Top of Provided entries

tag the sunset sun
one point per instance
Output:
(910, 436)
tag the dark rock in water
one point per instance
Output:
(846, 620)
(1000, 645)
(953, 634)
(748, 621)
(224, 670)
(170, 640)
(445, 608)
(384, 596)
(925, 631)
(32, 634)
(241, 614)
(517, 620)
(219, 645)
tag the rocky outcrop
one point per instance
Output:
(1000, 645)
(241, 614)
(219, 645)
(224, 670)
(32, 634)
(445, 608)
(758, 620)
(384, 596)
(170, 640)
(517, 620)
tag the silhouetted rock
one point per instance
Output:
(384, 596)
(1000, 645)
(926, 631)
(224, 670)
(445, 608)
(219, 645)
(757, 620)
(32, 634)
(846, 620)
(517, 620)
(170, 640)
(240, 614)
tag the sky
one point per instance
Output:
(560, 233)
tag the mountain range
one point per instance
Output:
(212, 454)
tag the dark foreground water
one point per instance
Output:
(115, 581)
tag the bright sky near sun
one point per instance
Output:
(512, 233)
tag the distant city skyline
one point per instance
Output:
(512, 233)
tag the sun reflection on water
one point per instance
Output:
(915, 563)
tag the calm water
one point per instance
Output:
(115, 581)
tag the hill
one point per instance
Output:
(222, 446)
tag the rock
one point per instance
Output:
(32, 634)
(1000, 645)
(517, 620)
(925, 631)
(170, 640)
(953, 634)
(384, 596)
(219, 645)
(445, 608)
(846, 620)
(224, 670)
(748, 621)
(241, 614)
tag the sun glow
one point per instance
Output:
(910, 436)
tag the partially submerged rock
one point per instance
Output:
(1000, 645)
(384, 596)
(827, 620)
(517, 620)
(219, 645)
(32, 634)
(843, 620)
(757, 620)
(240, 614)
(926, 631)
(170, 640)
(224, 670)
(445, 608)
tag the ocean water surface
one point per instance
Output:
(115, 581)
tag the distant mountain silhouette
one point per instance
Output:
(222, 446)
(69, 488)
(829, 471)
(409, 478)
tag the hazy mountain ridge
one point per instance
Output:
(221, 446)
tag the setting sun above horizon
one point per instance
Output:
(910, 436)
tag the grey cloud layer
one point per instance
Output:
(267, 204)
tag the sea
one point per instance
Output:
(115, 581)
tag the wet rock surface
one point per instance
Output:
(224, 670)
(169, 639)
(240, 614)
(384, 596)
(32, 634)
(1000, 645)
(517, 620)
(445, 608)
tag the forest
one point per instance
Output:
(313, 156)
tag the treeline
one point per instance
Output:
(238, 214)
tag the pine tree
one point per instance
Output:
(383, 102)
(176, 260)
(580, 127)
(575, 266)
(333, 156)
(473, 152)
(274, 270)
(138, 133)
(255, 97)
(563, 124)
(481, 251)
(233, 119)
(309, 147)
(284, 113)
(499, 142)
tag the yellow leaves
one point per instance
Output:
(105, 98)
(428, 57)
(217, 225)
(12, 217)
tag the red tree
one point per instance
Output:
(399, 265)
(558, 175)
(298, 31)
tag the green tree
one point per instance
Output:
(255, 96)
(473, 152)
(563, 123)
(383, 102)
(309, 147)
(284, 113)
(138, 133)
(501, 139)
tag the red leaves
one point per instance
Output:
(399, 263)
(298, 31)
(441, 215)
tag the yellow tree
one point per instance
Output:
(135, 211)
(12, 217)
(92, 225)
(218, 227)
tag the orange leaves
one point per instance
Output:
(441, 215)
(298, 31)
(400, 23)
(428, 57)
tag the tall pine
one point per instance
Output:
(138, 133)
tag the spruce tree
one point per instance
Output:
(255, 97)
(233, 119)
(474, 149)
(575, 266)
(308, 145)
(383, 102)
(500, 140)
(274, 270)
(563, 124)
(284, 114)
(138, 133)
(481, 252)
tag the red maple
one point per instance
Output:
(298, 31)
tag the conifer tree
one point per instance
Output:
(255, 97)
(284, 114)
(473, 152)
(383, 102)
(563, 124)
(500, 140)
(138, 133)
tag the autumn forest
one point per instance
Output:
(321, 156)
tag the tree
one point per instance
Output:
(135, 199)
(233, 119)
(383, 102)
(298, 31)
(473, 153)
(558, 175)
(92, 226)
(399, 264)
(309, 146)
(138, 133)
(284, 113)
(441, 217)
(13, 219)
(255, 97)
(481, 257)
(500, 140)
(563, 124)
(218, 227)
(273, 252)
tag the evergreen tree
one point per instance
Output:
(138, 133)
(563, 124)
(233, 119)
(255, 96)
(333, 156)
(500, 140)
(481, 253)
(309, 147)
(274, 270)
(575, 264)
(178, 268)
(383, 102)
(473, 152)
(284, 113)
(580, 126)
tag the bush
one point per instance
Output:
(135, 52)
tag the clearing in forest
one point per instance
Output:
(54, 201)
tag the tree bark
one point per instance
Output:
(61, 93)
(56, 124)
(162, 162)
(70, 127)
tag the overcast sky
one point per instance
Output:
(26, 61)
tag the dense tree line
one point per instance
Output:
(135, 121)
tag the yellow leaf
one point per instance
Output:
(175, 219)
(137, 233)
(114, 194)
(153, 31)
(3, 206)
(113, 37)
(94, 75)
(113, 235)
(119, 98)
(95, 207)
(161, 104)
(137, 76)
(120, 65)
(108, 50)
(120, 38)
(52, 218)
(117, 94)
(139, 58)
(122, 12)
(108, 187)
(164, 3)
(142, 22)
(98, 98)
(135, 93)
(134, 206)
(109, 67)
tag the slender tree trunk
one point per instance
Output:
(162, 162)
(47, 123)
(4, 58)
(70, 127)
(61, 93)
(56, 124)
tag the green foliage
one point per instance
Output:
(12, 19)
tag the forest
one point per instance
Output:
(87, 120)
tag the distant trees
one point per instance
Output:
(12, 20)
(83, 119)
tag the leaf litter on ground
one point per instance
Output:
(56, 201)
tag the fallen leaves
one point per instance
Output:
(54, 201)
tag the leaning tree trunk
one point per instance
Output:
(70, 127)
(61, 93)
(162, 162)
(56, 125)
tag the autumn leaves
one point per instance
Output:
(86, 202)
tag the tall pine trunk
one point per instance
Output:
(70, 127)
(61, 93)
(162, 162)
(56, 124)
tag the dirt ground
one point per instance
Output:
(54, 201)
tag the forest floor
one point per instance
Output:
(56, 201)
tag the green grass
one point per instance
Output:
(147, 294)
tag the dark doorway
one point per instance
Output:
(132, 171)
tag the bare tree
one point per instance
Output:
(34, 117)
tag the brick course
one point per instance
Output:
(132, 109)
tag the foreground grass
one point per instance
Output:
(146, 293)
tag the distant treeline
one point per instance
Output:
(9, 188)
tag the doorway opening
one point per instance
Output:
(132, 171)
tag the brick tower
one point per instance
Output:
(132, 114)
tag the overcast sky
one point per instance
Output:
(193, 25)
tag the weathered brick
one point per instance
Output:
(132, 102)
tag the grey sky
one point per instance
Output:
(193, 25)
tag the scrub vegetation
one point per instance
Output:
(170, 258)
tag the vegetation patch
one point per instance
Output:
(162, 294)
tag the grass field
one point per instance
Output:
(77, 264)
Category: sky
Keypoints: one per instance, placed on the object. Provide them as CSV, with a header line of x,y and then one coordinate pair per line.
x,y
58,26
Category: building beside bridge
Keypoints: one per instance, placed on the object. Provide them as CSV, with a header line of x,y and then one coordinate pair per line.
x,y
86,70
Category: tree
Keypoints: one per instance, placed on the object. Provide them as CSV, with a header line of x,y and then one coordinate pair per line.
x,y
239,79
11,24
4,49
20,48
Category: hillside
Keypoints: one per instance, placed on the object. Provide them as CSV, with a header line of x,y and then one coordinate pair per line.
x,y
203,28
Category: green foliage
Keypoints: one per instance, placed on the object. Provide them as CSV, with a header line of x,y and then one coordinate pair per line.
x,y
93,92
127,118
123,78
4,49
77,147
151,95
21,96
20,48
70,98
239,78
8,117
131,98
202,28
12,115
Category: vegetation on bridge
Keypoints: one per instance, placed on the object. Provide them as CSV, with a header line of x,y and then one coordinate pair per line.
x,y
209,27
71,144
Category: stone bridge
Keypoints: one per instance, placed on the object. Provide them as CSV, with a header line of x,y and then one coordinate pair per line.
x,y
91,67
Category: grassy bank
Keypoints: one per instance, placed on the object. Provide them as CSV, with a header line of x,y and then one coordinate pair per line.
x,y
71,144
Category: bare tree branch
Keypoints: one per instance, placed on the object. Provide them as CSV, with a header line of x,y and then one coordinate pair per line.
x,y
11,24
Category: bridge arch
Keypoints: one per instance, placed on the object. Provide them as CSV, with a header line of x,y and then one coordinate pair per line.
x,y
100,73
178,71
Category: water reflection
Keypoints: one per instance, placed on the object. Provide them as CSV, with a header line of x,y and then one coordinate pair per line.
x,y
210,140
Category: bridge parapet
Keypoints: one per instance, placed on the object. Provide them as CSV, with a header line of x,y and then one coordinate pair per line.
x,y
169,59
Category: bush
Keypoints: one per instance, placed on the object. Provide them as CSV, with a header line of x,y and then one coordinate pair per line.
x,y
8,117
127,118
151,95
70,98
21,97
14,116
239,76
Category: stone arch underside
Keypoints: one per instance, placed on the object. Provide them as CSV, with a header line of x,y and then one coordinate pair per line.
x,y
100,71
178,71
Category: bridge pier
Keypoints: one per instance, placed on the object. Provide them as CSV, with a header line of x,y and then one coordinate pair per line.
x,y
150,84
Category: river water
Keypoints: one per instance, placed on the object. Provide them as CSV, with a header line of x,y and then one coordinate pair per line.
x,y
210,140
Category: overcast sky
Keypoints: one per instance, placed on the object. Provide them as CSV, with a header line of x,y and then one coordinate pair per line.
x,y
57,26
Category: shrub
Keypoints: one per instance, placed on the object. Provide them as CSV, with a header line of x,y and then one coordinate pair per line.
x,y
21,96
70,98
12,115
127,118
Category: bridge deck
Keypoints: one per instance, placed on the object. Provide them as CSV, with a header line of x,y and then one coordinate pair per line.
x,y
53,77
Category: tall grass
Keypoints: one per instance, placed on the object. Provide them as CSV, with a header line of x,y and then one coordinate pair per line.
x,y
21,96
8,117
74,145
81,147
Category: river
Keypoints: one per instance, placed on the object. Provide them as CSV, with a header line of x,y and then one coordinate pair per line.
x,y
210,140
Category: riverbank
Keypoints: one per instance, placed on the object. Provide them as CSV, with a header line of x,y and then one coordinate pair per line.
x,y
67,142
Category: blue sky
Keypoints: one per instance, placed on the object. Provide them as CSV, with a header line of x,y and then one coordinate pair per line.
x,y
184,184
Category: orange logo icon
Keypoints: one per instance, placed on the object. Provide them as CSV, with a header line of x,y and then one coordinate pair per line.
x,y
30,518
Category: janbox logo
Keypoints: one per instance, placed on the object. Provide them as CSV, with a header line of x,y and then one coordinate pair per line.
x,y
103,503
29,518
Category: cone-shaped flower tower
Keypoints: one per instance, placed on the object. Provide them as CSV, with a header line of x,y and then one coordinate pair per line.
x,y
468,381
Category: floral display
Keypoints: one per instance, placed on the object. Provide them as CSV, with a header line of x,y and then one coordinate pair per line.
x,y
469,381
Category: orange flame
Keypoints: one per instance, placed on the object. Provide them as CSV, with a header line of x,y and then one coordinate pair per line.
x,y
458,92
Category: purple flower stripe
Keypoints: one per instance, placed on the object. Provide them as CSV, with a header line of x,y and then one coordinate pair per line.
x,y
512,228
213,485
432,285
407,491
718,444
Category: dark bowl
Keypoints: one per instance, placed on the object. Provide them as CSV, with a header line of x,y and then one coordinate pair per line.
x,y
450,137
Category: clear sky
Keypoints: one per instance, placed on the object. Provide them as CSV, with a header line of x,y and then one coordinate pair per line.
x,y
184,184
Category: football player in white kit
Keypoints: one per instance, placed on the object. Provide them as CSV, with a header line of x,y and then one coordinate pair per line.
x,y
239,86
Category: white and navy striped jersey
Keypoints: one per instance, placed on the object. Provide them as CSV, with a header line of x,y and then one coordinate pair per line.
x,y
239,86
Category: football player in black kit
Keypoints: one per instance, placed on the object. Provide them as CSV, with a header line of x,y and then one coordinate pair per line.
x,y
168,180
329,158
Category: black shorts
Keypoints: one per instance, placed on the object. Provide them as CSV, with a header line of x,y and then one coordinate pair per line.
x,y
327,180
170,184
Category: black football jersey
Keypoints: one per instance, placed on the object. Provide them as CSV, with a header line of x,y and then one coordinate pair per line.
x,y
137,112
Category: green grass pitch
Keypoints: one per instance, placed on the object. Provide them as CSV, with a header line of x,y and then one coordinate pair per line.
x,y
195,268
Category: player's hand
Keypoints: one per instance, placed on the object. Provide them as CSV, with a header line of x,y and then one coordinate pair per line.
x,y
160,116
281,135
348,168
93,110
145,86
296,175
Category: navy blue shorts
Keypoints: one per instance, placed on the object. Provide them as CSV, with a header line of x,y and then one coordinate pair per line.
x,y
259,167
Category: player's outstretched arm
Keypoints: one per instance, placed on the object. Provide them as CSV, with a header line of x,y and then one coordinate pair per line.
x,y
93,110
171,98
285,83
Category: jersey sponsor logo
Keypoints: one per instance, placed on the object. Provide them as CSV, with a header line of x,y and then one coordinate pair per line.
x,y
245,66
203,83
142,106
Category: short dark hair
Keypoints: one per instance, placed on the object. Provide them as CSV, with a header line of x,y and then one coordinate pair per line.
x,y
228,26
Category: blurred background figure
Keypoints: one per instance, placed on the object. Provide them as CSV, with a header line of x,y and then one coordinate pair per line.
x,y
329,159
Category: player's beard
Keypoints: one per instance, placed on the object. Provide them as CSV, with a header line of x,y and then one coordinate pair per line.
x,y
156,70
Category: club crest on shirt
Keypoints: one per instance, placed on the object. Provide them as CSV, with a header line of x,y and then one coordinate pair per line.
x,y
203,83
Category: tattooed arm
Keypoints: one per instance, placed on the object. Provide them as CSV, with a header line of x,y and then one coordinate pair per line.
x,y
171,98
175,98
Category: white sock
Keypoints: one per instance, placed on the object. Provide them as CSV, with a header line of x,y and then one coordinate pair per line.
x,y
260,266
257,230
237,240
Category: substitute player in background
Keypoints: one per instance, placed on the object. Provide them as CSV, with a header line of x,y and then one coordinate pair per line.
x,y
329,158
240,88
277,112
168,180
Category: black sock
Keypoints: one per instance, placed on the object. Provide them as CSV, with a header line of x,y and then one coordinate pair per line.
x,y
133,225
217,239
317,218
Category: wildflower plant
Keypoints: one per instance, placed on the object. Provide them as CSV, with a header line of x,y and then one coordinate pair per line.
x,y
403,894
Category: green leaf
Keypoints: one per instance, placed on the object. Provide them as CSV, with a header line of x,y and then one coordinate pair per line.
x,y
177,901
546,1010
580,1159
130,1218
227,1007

Bottom of Provided entries

Task statement: The lines to show are those in the data above that include "arch".

Answer space:
Category: bridge arch
Category: stone arch underside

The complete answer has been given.